*Task directions*
Reproduce all the entries precisely.

-------------------------

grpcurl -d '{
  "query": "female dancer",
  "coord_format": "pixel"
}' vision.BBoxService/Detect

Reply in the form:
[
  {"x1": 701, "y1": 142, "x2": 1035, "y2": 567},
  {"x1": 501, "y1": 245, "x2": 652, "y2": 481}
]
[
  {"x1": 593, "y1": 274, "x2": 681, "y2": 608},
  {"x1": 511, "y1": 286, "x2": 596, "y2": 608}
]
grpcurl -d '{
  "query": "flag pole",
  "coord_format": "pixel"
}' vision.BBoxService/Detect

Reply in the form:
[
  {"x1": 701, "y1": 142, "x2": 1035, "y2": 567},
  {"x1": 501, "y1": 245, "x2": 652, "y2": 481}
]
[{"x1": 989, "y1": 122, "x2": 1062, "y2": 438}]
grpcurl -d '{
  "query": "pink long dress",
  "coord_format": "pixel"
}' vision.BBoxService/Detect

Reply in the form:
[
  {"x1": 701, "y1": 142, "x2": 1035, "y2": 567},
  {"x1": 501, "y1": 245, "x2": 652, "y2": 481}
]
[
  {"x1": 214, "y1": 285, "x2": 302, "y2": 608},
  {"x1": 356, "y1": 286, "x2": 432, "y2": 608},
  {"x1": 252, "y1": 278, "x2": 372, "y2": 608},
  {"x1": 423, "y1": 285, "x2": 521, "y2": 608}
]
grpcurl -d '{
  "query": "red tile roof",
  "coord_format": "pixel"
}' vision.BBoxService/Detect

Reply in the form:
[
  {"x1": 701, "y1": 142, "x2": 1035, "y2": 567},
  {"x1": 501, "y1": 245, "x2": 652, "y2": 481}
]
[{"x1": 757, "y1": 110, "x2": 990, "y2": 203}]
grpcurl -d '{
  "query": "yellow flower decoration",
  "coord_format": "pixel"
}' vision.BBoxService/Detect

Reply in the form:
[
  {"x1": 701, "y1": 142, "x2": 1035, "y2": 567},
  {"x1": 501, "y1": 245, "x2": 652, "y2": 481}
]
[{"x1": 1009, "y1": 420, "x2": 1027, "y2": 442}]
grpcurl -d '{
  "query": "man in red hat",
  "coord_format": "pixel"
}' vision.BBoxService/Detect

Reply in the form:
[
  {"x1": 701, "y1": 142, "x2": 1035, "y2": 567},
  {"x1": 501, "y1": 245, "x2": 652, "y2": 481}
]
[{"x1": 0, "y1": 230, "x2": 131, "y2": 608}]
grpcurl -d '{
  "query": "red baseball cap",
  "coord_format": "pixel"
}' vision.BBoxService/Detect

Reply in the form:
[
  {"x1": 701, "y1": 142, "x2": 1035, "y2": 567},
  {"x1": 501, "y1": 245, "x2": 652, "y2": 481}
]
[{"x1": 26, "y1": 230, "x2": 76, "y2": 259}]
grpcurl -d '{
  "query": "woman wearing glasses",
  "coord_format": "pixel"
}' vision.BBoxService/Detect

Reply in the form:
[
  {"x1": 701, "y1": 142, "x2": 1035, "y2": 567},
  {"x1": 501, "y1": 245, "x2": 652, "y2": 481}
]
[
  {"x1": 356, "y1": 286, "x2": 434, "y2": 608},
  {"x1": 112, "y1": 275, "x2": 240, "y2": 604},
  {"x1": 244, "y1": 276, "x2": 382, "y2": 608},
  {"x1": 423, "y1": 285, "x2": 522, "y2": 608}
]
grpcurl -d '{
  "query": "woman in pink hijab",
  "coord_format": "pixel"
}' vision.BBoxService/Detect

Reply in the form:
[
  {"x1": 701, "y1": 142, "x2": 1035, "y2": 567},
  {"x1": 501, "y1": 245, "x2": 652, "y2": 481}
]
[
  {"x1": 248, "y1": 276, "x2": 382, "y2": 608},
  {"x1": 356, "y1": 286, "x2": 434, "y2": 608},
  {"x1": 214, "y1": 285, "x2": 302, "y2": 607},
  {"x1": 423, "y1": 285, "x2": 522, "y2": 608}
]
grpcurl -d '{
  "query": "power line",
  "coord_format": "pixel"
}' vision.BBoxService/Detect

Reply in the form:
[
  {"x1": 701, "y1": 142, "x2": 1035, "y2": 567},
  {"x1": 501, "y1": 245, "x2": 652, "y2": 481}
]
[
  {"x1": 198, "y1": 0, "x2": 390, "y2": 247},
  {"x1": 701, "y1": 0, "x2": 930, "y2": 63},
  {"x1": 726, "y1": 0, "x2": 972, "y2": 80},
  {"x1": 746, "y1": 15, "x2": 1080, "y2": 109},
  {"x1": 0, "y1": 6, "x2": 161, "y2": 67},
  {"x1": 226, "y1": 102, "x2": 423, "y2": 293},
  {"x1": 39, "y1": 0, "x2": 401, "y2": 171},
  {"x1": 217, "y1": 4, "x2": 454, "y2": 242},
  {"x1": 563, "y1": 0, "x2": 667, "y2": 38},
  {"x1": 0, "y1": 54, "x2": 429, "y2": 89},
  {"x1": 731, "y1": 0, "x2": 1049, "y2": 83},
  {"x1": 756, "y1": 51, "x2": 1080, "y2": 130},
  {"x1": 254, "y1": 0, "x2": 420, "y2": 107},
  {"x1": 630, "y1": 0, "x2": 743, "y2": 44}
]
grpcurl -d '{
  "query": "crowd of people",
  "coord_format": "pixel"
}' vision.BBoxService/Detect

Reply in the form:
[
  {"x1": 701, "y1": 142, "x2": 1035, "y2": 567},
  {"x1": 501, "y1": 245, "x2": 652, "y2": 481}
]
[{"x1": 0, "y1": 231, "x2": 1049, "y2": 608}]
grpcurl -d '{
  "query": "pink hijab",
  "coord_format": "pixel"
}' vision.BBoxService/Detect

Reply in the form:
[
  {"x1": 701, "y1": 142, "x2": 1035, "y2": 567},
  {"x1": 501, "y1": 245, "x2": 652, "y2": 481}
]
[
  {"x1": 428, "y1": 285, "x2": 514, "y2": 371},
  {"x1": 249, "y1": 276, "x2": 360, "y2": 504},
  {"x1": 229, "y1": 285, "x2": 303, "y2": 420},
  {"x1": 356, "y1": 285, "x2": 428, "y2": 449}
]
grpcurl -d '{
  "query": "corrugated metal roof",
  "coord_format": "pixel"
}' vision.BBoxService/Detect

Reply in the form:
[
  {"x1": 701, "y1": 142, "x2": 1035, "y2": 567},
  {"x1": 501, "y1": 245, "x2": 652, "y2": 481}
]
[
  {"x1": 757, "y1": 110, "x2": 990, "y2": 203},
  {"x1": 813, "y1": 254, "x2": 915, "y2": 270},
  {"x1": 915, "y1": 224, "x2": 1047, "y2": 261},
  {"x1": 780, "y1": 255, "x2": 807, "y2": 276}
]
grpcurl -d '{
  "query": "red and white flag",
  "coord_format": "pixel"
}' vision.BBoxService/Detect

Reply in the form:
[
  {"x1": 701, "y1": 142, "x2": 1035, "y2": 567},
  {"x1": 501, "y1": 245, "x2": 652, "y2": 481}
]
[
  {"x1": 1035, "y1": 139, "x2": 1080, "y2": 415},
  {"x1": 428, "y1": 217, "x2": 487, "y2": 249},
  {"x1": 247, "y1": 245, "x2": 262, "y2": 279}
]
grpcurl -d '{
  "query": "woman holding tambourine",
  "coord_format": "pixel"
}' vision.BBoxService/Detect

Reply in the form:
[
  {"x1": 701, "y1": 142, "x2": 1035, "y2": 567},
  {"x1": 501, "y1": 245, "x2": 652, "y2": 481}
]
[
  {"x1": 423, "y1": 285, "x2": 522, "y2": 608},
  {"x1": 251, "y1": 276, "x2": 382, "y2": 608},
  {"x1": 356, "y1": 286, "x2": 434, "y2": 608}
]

-------------------------

*Response to the task*
grpcurl -d '{
  "query": "female dancer",
  "coord_format": "pixel"
}' vision.BBoxService/Detect

Reply in the form:
[
  {"x1": 701, "y1": 142, "x2": 1035, "y2": 567},
  {"x1": 501, "y1": 245, "x2": 652, "y2": 481}
]
[
  {"x1": 593, "y1": 274, "x2": 681, "y2": 608},
  {"x1": 511, "y1": 286, "x2": 596, "y2": 608}
]
grpcurl -d '{
  "query": "flag pole",
  "coord_format": "pixel"
}' vision.BBoxService/Detect

Reply in the form:
[
  {"x1": 701, "y1": 142, "x2": 1035, "y2": 567},
  {"x1": 501, "y1": 245, "x2": 652, "y2": 481}
]
[{"x1": 989, "y1": 122, "x2": 1062, "y2": 438}]
grpcurl -d '{
  "query": "pink long dress",
  "coord_format": "pixel"
}' vision.BBoxService/Detect

Reply in the form:
[
  {"x1": 701, "y1": 142, "x2": 1035, "y2": 567},
  {"x1": 501, "y1": 245, "x2": 652, "y2": 481}
]
[
  {"x1": 214, "y1": 285, "x2": 302, "y2": 608},
  {"x1": 356, "y1": 286, "x2": 432, "y2": 608},
  {"x1": 252, "y1": 278, "x2": 372, "y2": 608},
  {"x1": 423, "y1": 285, "x2": 521, "y2": 608}
]
grpcurl -d '{
  "query": "red tile roof",
  "coord_format": "pixel"
}' vision.BBoxService/Detect

Reply in the form:
[
  {"x1": 701, "y1": 142, "x2": 1035, "y2": 567},
  {"x1": 501, "y1": 245, "x2": 652, "y2": 481}
]
[{"x1": 757, "y1": 110, "x2": 990, "y2": 203}]
grpcurl -d '{
  "query": "yellow flower decoration",
  "coord_format": "pixel"
}' vision.BBoxService/Detect

Reply in the form:
[
  {"x1": 701, "y1": 142, "x2": 1035, "y2": 567},
  {"x1": 501, "y1": 245, "x2": 652, "y2": 481}
]
[{"x1": 1009, "y1": 420, "x2": 1027, "y2": 442}]
grpcurl -d '{
  "query": "man in red hat",
  "coord_format": "pixel"
}' vision.BBoxService/Detect

Reply in the form:
[
  {"x1": 701, "y1": 142, "x2": 1035, "y2": 567},
  {"x1": 501, "y1": 245, "x2": 652, "y2": 481}
]
[{"x1": 0, "y1": 230, "x2": 131, "y2": 608}]
grpcurl -d '{
  "query": "red baseball cap",
  "coord_format": "pixel"
}' vision.BBoxService/Detect

Reply in the form:
[
  {"x1": 701, "y1": 142, "x2": 1035, "y2": 567},
  {"x1": 501, "y1": 245, "x2": 652, "y2": 481}
]
[{"x1": 26, "y1": 230, "x2": 76, "y2": 259}]
grpcurl -d '{
  "query": "woman wearing glasses",
  "coord_format": "pixel"
}' vision.BBoxService/Detect

Reply in the form:
[
  {"x1": 701, "y1": 142, "x2": 1035, "y2": 567},
  {"x1": 501, "y1": 245, "x2": 652, "y2": 481}
]
[
  {"x1": 356, "y1": 286, "x2": 434, "y2": 608},
  {"x1": 112, "y1": 275, "x2": 240, "y2": 604},
  {"x1": 244, "y1": 276, "x2": 382, "y2": 608},
  {"x1": 423, "y1": 285, "x2": 522, "y2": 608}
]
grpcurl -d '{
  "query": "woman in pink hijab",
  "coord_format": "pixel"
}' vision.BBoxService/Detect

Reply in the form:
[
  {"x1": 701, "y1": 142, "x2": 1035, "y2": 567},
  {"x1": 501, "y1": 245, "x2": 652, "y2": 481}
]
[
  {"x1": 248, "y1": 276, "x2": 382, "y2": 608},
  {"x1": 356, "y1": 286, "x2": 434, "y2": 608},
  {"x1": 214, "y1": 285, "x2": 302, "y2": 607},
  {"x1": 423, "y1": 285, "x2": 522, "y2": 608}
]
grpcurl -d '{
  "query": "power line",
  "coord_format": "pixel"
}' vision.BBoxService/Detect

Reply in the form:
[
  {"x1": 701, "y1": 142, "x2": 1035, "y2": 567},
  {"x1": 501, "y1": 245, "x2": 652, "y2": 481}
]
[
  {"x1": 198, "y1": 0, "x2": 390, "y2": 247},
  {"x1": 701, "y1": 0, "x2": 930, "y2": 63},
  {"x1": 726, "y1": 0, "x2": 972, "y2": 80},
  {"x1": 746, "y1": 15, "x2": 1080, "y2": 109},
  {"x1": 0, "y1": 6, "x2": 161, "y2": 67},
  {"x1": 226, "y1": 102, "x2": 423, "y2": 293},
  {"x1": 39, "y1": 0, "x2": 401, "y2": 171},
  {"x1": 217, "y1": 4, "x2": 454, "y2": 242},
  {"x1": 563, "y1": 0, "x2": 667, "y2": 38},
  {"x1": 0, "y1": 54, "x2": 429, "y2": 89},
  {"x1": 731, "y1": 0, "x2": 1049, "y2": 83},
  {"x1": 756, "y1": 51, "x2": 1080, "y2": 130},
  {"x1": 254, "y1": 0, "x2": 420, "y2": 107},
  {"x1": 630, "y1": 0, "x2": 743, "y2": 44}
]
grpcurl -d '{
  "query": "crowd of people",
  "coord_format": "pixel"
}' vision.BBoxService/Detect

Reply in the form:
[
  {"x1": 701, "y1": 142, "x2": 1035, "y2": 567},
  {"x1": 501, "y1": 245, "x2": 652, "y2": 481}
]
[{"x1": 0, "y1": 231, "x2": 1049, "y2": 608}]
grpcurl -d '{
  "query": "pink hijab",
  "coord_format": "pixel"
}' vision.BBoxService/Detect

Reply in the form:
[
  {"x1": 701, "y1": 142, "x2": 1035, "y2": 567},
  {"x1": 501, "y1": 245, "x2": 652, "y2": 481}
]
[
  {"x1": 428, "y1": 285, "x2": 514, "y2": 371},
  {"x1": 249, "y1": 276, "x2": 360, "y2": 504},
  {"x1": 229, "y1": 285, "x2": 303, "y2": 420},
  {"x1": 356, "y1": 285, "x2": 428, "y2": 449}
]
grpcurl -d '{
  "query": "corrugated metal roof",
  "coord_format": "pixel"
}' vision.BBoxService/Detect

Reply in the form:
[
  {"x1": 701, "y1": 142, "x2": 1035, "y2": 567},
  {"x1": 501, "y1": 245, "x2": 652, "y2": 481}
]
[
  {"x1": 757, "y1": 110, "x2": 990, "y2": 203},
  {"x1": 813, "y1": 254, "x2": 915, "y2": 270},
  {"x1": 915, "y1": 224, "x2": 1047, "y2": 261},
  {"x1": 780, "y1": 255, "x2": 807, "y2": 276}
]
grpcurl -d '{
  "query": "red and white flag",
  "coord_format": "pixel"
}' vision.BBoxService/Detect

Reply in the form:
[
  {"x1": 701, "y1": 142, "x2": 1035, "y2": 567},
  {"x1": 501, "y1": 245, "x2": 652, "y2": 481}
]
[
  {"x1": 1035, "y1": 139, "x2": 1080, "y2": 415},
  {"x1": 428, "y1": 217, "x2": 487, "y2": 249},
  {"x1": 247, "y1": 245, "x2": 262, "y2": 279}
]
grpcurl -d '{
  "query": "woman holding tambourine",
  "coord_format": "pixel"
}' vision.BBoxService/Detect

Reply in the form:
[
  {"x1": 701, "y1": 142, "x2": 1035, "y2": 567},
  {"x1": 501, "y1": 245, "x2": 652, "y2": 481}
]
[
  {"x1": 423, "y1": 285, "x2": 522, "y2": 608},
  {"x1": 251, "y1": 276, "x2": 382, "y2": 608},
  {"x1": 356, "y1": 286, "x2": 434, "y2": 608}
]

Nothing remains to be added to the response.